#### Fragmento de lectura:
Comentario de David López,
comentarista especializado en cine de Séptimo Vicio.
DE DIOSES Y HOMBRES’ (DES HOMMES ET DES DIEUX) David López
Beauvois (cineasta que se ha prodigado poco tras la cámara desde el éxito internacional de la incómoda “N'oublie pas que tu vas mourir”) franquea con tanta entereza como introspección asuntos poco dados al término medio como la tolerancia religiosa, la calamitosa herencia del imperialismo, o el conflicto existente entre la convicción individual y el dilema colectivo.
A sus protagonistas no los describe como ermitaños enclaustrados en una torre de marfil. Mientras documenta la vida comunitaria de esta congregación religiosa al hilo de oraciones, cánticos, faenas cotidianas y respetuoso silencio, también desnuda la faceta humanitaria y la dimensión social de este monasterio trapense. Consagrados a la posibilidad de ofrecer consuelo sanitario y otras necesidades básicas al desapacible mundo externo que los envuelve, tampoco dudan a la hora de integrarse en las festivas costumbres locales, estudiar con absoluta deferencia los textos coránicos o aconsejar con benevolencia y sabiduría sobre los designios del amor. Armonía que comienza a desmoronarse tras los estremecedores crímenes de sangre perpetrados en la región por los más obtusos militantes del fundamentalismo islámico. Lo que hasta ahora había sido un remanso de paz y transigencia mutua adquiere lentamente a lo largo del metraje un cariz de tensión progresiva que avanza hacia un desenlace, que no por presumible resulta menos palpitante.

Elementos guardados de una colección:
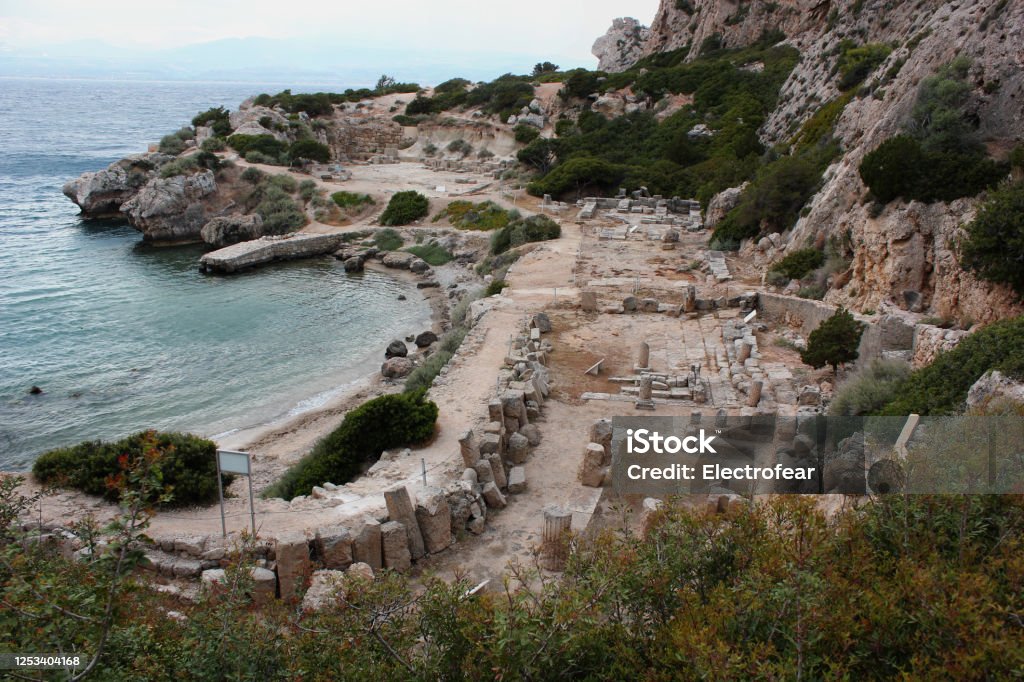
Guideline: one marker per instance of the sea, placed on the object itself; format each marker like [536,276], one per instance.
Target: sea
[123,336]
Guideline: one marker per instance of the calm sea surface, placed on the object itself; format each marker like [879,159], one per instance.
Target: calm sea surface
[122,336]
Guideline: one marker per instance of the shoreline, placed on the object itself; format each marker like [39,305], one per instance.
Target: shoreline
[283,440]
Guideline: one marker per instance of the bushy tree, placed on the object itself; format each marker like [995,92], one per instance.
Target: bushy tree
[184,463]
[403,208]
[993,246]
[835,342]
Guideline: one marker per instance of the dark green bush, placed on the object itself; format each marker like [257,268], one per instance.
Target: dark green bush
[496,287]
[389,421]
[175,142]
[218,118]
[265,144]
[525,133]
[523,230]
[900,167]
[835,342]
[310,150]
[941,387]
[869,389]
[799,264]
[350,200]
[186,464]
[403,208]
[856,64]
[993,246]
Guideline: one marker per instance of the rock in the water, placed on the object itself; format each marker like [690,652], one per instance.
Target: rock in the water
[396,348]
[225,230]
[425,339]
[396,368]
[170,209]
[102,193]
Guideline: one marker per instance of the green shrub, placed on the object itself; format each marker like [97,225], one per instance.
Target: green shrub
[422,377]
[388,240]
[941,387]
[307,189]
[467,215]
[993,246]
[525,133]
[403,208]
[180,166]
[835,342]
[309,150]
[900,167]
[252,175]
[186,464]
[175,142]
[265,144]
[218,118]
[350,200]
[869,389]
[213,144]
[433,254]
[856,64]
[383,423]
[495,288]
[523,230]
[799,264]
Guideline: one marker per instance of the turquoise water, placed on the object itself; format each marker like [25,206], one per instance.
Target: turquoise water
[123,336]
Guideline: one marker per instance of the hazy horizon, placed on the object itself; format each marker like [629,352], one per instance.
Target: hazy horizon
[342,43]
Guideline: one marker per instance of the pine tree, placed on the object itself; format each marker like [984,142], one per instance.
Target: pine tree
[835,341]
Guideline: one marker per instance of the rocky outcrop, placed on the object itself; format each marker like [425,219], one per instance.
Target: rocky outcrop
[995,387]
[266,249]
[102,193]
[171,209]
[902,255]
[622,46]
[225,230]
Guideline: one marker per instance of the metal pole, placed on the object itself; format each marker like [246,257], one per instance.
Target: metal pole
[252,507]
[220,492]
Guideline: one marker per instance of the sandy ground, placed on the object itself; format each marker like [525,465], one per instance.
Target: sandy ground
[547,279]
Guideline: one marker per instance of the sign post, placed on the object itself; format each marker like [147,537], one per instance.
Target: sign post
[237,463]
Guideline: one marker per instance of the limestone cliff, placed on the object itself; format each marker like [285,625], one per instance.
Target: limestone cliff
[903,256]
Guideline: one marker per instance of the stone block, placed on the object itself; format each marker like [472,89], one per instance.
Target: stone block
[394,543]
[292,552]
[334,546]
[399,508]
[433,515]
[517,480]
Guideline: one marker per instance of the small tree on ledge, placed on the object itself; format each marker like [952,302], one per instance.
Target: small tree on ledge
[834,342]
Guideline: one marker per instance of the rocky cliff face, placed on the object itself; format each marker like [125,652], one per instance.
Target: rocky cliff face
[905,255]
[100,194]
[622,46]
[172,209]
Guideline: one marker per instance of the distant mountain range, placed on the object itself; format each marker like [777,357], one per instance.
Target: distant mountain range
[262,59]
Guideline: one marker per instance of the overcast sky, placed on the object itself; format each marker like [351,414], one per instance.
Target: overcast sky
[560,28]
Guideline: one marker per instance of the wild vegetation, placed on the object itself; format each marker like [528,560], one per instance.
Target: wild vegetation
[941,387]
[389,421]
[754,594]
[940,157]
[186,466]
[404,207]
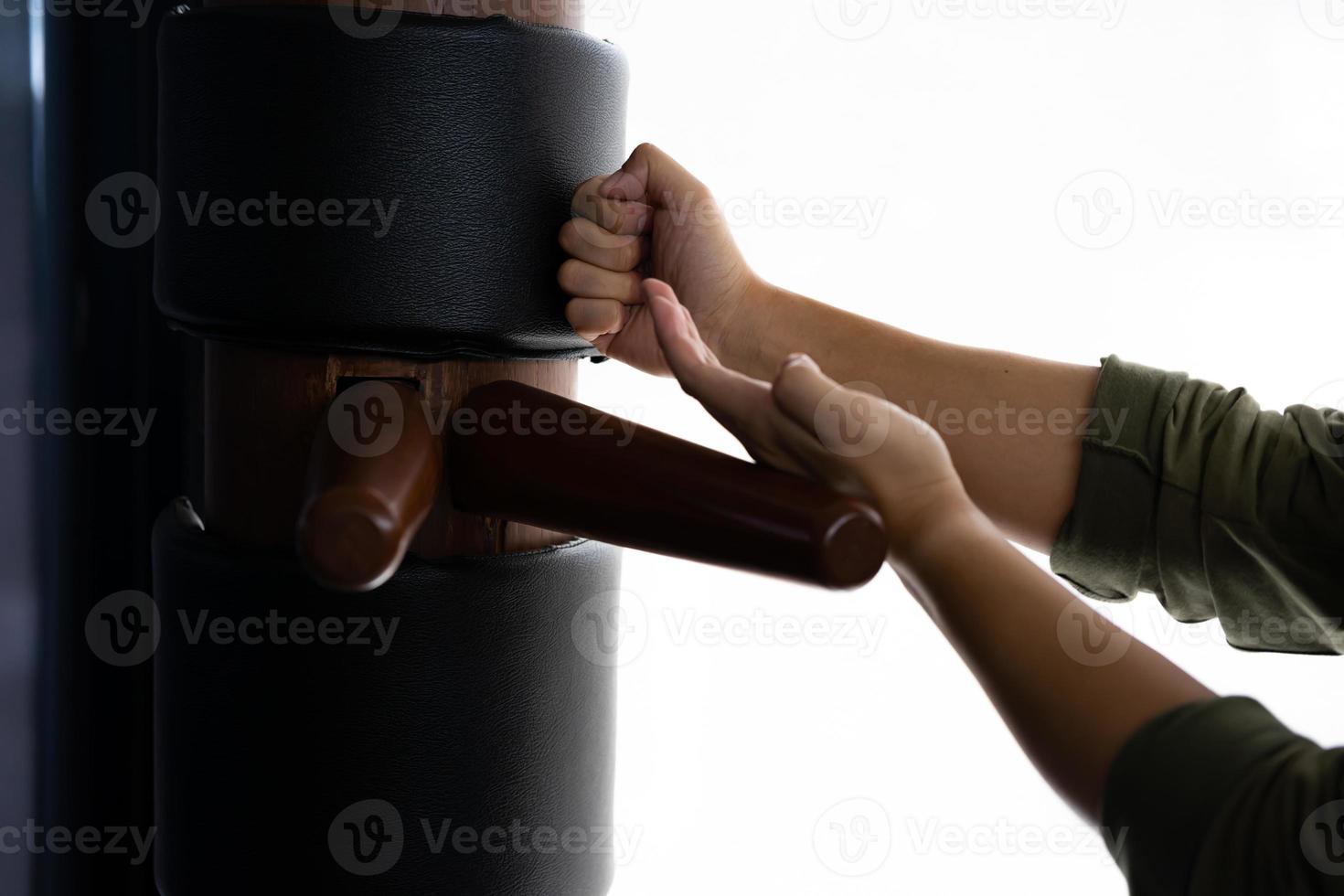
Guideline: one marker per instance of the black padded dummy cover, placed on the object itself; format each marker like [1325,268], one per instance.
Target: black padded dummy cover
[479,129]
[484,715]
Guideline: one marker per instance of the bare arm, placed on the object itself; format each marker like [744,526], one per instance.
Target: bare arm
[1027,640]
[1012,422]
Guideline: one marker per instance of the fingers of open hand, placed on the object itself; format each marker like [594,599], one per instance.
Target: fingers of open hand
[742,404]
[588,242]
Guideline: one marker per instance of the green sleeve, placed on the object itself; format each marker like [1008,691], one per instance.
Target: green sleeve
[1194,493]
[1218,798]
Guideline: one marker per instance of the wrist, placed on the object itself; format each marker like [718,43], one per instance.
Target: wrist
[742,341]
[938,529]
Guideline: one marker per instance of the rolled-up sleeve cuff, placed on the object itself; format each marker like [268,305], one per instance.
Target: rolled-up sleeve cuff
[1174,778]
[1105,544]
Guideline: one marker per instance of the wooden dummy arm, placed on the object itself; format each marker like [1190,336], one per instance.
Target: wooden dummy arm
[528,455]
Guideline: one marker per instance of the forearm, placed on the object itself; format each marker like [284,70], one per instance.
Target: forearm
[1015,626]
[1014,423]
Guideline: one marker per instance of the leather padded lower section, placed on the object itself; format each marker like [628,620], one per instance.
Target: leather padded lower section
[477,129]
[484,731]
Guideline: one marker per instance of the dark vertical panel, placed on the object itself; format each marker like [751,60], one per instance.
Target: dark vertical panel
[101,346]
[17,598]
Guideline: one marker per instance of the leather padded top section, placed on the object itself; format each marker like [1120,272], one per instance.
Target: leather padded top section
[398,194]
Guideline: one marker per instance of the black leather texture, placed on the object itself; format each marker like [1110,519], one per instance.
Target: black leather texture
[484,729]
[477,129]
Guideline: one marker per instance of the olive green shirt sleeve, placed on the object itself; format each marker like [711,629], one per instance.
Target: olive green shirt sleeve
[1218,798]
[1192,492]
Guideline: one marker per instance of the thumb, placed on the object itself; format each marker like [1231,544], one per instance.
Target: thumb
[651,176]
[798,389]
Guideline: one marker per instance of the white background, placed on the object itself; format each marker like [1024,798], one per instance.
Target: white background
[968,126]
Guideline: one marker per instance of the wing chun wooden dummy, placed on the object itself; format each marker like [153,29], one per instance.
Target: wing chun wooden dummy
[390,437]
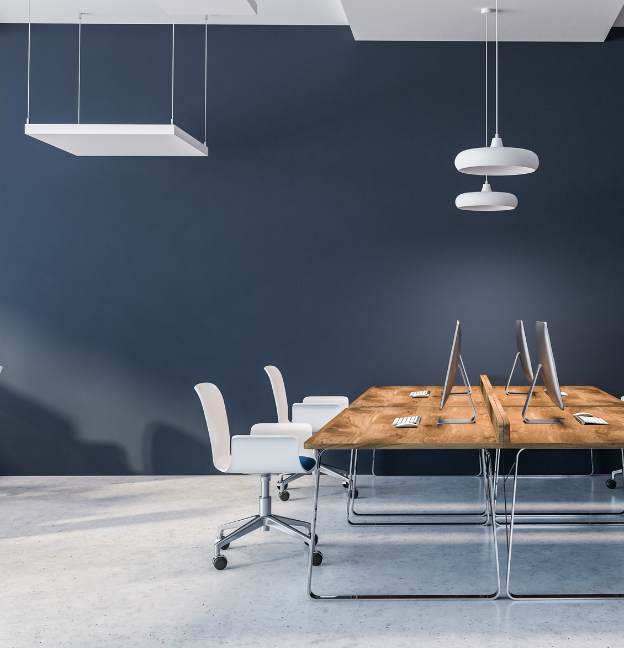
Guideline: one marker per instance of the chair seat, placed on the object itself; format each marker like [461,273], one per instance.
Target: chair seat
[307,463]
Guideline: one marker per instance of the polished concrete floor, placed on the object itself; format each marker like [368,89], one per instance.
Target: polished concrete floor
[127,562]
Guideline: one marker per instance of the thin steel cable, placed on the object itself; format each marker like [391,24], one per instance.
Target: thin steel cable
[79,48]
[28,91]
[496,68]
[172,67]
[486,43]
[205,81]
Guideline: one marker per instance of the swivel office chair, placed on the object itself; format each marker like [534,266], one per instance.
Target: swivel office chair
[270,449]
[316,411]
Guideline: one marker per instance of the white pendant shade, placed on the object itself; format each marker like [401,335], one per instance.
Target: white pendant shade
[486,200]
[118,139]
[496,160]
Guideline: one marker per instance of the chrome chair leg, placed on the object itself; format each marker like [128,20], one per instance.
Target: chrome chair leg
[265,520]
[275,523]
[291,522]
[236,523]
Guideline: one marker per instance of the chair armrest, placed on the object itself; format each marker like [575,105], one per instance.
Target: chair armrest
[265,454]
[338,400]
[316,414]
[301,430]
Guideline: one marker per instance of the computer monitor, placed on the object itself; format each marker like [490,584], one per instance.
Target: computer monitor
[525,359]
[548,368]
[546,358]
[455,362]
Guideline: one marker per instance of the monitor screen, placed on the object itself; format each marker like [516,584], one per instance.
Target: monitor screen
[523,350]
[547,360]
[452,368]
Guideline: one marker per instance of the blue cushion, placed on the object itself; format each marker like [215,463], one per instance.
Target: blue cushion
[307,463]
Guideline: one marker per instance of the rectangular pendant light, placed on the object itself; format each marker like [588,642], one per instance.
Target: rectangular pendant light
[150,140]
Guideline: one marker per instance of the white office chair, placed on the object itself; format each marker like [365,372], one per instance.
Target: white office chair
[270,449]
[315,410]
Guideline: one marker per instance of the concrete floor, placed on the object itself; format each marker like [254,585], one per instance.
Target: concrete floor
[127,562]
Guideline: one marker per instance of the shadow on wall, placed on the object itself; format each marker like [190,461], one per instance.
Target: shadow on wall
[37,441]
[167,450]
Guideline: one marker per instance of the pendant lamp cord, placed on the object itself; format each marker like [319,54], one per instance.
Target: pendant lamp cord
[205,79]
[486,78]
[79,48]
[28,91]
[172,66]
[496,68]
[486,43]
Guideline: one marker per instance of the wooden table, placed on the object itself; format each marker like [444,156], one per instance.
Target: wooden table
[569,434]
[367,423]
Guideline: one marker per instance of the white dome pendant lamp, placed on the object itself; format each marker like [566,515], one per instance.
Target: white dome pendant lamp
[486,199]
[496,159]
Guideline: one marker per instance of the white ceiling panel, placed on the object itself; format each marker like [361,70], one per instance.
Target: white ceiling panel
[461,20]
[209,7]
[270,12]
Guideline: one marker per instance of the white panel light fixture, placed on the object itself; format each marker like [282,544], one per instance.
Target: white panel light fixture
[496,159]
[153,140]
[486,199]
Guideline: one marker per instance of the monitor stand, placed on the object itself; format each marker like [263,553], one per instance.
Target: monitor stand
[526,405]
[509,381]
[468,392]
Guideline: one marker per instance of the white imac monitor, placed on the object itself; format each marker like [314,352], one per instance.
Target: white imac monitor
[455,362]
[525,359]
[548,368]
[546,358]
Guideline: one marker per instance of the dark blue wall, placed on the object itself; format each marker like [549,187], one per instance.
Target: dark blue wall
[320,235]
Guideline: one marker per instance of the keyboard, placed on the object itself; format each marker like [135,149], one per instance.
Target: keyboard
[407,421]
[585,418]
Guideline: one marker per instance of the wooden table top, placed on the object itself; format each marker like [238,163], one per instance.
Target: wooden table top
[571,434]
[367,424]
[371,428]
[583,396]
[400,397]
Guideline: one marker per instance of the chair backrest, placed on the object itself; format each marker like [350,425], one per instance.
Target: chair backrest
[279,393]
[216,420]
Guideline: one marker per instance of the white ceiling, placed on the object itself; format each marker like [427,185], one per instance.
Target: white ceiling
[461,20]
[270,12]
[387,20]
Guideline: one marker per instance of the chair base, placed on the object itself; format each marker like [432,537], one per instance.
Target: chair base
[265,520]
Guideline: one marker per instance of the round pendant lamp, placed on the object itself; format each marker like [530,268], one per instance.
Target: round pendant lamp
[486,200]
[496,159]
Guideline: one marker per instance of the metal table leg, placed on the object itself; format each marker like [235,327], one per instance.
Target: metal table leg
[513,596]
[334,597]
[352,513]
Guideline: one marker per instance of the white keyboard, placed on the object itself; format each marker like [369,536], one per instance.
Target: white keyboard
[587,419]
[407,421]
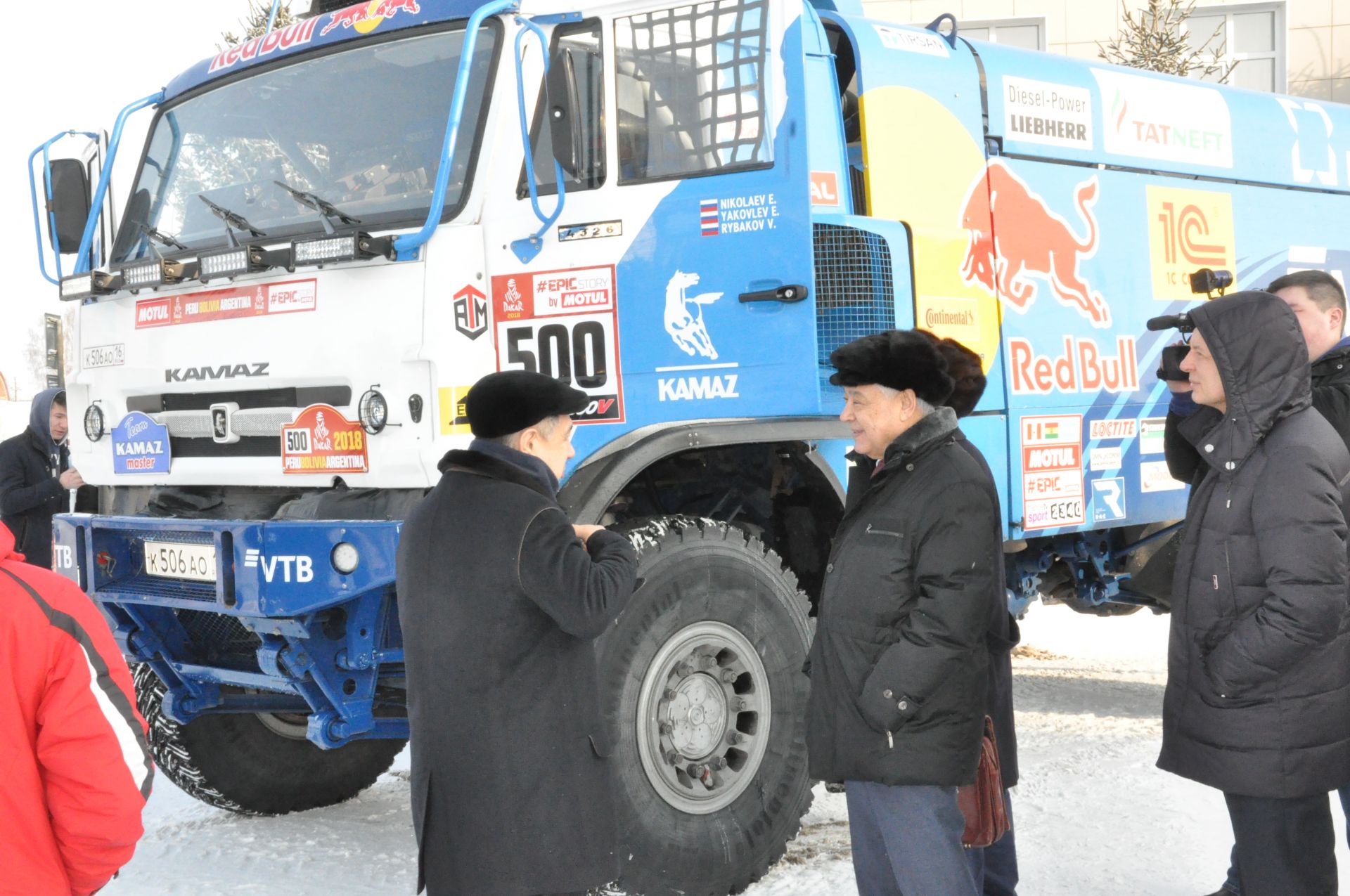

#### Completa lo siguiente:
**1.** Según la reseña de «De dioses y hombres», ¿qué hace que la armonía del monasterio comience a desmoronarse? Responde en una a tres oraciones.
**2.** Reescribe el pasaje de la reseña de «De dioses y hombres» que empieza en "DE DIOSES Y" y termina después de "el dilema colectivo.", sustituyendo "cineasta" por "director".
**3.** Continúa la reseña de «De dioses y hombres» a partir del punto en que termina.
Los datos no intervienen en estas tareas.

#### Respuestas:
**1.** La armonía comienza a desmoronarse tras los estremecedores crímenes de sangre perpetrados en la región por los más obtusos militantes del fundamentalismo islámico.

**2.**
DE DIOSES Y HOMBRES’ (DES HOMMES ET DES DIEUX) David López
Beauvois (director que se ha prodigado poco tras la cámara desde el éxito internacional de la incómoda “N'oublie pas que tu vas mourir”) franquea con tanta entereza como introspección asuntos poco dados al término medio como la tolerancia religiosa, la calamitosa herencia del imperialismo, o el conflicto existente entre la convicción individual y el dilema colectivo.

**3.**
Entre reproches a las tropelías del agresivo colonialismo francés, los hermanos afrontan una ardua disyuntiva, la de permanecer en esta tierra cruenta o la de huir antes de que sea demasiado tarde, abandonando a su suerte a los desamparados aldeanos, aquéllos que no pueden escapar de sus circunstancias y se convertirán en pasto para los lobos. Repudiando categóricamente la protección de fuerzas militares por las que no profesan mayor estima, el debate interno surge bajo las presiones de una sociedad obcecada en su propia locura. Crisis de fe, apologías del sujeto libre más allá de la muerte y controversias en torno a la figura del mártir (“¿es por Dios o por mera heroicidad?” llegan a cuestionarse) rubrican los distintos estadios de su particular vía crucis hasta la determinación final sobre su proceder.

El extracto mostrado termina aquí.